TASK TO CARRY OUT.
Transcribe the entries below exactly from their first line through the line containing "Practice. Locate the group", and let no picture into the copy.

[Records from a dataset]

- - - - - - -

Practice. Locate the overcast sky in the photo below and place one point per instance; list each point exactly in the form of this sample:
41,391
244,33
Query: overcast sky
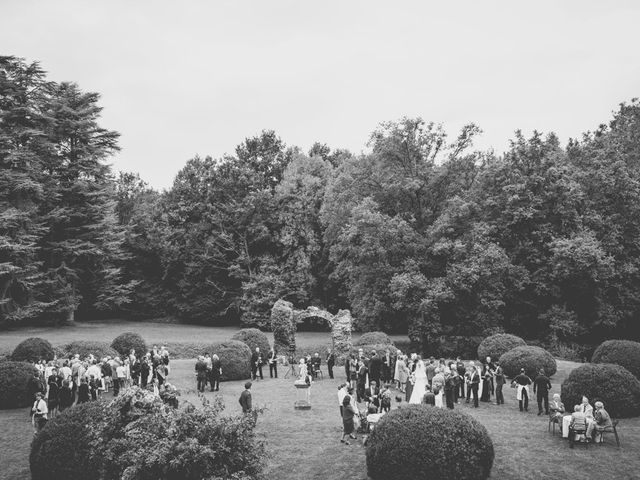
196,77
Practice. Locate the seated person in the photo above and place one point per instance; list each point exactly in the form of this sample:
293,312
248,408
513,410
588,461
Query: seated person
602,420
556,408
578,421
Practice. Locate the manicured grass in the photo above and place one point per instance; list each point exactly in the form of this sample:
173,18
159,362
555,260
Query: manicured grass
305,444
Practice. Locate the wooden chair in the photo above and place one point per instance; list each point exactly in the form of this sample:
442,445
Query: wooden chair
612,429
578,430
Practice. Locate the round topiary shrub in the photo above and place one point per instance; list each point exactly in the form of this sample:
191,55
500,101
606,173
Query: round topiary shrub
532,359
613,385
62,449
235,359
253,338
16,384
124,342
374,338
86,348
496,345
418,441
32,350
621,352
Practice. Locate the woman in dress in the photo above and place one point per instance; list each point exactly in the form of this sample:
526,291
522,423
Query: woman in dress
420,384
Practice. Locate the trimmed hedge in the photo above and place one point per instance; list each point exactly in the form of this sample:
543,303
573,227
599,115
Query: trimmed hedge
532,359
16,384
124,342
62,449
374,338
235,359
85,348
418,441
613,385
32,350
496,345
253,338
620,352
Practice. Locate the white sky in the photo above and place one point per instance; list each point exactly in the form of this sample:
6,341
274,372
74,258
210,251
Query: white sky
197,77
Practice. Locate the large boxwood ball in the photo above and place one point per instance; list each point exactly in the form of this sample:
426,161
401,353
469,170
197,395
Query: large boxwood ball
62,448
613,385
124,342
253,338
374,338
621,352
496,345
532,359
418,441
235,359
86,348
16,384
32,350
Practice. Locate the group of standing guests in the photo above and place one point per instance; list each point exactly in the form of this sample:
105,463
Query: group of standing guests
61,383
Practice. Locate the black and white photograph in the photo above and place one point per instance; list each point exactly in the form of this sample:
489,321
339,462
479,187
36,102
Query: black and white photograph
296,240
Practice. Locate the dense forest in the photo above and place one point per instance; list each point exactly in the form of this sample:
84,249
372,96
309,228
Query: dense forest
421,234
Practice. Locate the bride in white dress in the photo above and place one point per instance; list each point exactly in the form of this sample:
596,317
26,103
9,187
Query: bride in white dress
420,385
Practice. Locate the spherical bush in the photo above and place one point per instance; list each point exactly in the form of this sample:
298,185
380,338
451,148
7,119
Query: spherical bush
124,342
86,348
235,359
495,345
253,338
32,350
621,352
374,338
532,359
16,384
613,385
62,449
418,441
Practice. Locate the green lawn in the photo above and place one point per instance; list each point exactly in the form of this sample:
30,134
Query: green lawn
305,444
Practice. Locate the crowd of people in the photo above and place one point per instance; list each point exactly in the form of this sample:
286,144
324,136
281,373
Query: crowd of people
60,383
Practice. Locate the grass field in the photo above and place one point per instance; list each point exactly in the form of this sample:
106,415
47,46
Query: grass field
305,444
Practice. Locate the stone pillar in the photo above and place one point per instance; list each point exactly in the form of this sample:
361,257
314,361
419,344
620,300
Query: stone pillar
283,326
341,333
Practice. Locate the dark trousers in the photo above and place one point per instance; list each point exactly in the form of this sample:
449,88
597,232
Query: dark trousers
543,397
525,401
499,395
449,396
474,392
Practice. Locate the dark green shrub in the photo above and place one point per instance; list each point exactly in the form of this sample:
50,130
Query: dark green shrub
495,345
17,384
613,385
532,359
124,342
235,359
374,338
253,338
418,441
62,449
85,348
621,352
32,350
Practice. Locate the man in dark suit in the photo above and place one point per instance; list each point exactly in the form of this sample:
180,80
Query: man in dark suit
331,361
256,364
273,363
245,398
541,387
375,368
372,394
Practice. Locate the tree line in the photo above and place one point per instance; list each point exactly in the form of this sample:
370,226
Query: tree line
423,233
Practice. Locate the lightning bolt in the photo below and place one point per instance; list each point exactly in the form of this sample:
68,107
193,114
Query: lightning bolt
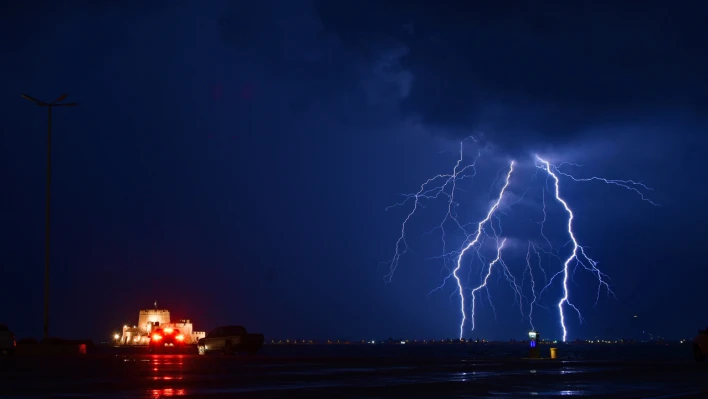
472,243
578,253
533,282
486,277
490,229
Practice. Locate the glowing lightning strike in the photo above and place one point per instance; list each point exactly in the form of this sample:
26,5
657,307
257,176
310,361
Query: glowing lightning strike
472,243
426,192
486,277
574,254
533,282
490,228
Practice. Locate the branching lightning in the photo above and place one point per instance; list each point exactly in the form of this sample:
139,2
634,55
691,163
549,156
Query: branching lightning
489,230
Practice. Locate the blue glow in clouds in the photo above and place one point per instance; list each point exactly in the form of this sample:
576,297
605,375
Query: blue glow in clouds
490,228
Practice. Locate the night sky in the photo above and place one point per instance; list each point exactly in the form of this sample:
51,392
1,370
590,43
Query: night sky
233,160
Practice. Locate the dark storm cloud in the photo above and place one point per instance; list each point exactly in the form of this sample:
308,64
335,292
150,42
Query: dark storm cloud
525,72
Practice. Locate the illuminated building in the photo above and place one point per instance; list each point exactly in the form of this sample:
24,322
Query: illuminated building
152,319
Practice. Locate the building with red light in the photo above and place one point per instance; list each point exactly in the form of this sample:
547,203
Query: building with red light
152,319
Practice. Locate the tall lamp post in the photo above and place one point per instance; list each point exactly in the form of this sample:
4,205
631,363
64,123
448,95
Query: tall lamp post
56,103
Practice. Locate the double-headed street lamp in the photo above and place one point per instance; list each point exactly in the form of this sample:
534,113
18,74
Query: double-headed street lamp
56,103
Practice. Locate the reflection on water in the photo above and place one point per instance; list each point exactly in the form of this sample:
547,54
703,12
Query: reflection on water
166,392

- - - - - - -

OUTPUT BELOW.
Practice. Locate the overcast sky in the photo below and place one point per instance; list each point exactly in the form of this sample:
41,391
244,33
Query: overcast sky
196,77
Practice. Locate the seated person in the photo above and place one point per instance; list each point exactly in the form of this sample:
293,312
248,408
513,410
588,461
Query: seated person
602,420
556,408
578,421
Practice. Locate the manicured grass in the photo above and place one point per instance; list each point exactly in the form of this sample:
173,18
159,362
555,260
Query: manicured grass
305,444
Practice. Locate the wooden chair in the photo above and place one point per instance; list each point exactly in the form of this sample:
442,445
Query: wooden chair
612,429
578,430
Practice. Locate the round topiary shrub in the photo above and place one point per instance; list each point exactly in the form of this sample:
191,55
500,101
606,173
Query: round topiary shrub
532,359
613,385
62,449
235,359
253,338
16,384
124,342
374,338
86,348
496,345
418,441
32,350
621,352
Practice. Locate the woman in dress in the photo above and place one point per instance; list each point exactly in the form of this sample:
526,291
522,423
Query: woman in dress
420,384
Practice. Locate the trimmed hedge in the photo above and place one point per instance; list each point exactly in the form of this sample:
543,303
573,227
599,115
Query: trimmed hedge
532,359
16,384
124,342
62,449
374,338
235,359
85,348
418,441
613,385
32,350
496,345
253,338
620,352
Practice. Locate the white sky in the photo above and place one point per instance; list each point exactly in the form of this sample:
6,341
274,372
74,258
210,251
Query: white sky
197,77
Practice. Locate the large boxwood ball in the photo above and place one point per instance; list each point exactly in the form of this sample:
426,161
401,353
469,170
197,395
Query: large boxwood ball
62,448
613,385
124,342
253,338
374,338
621,352
496,345
532,359
418,441
235,359
86,348
16,384
32,350
Practice. Locate the group of standing guests in the photo above and place one point per instance; list each point exactly in the form of this sample:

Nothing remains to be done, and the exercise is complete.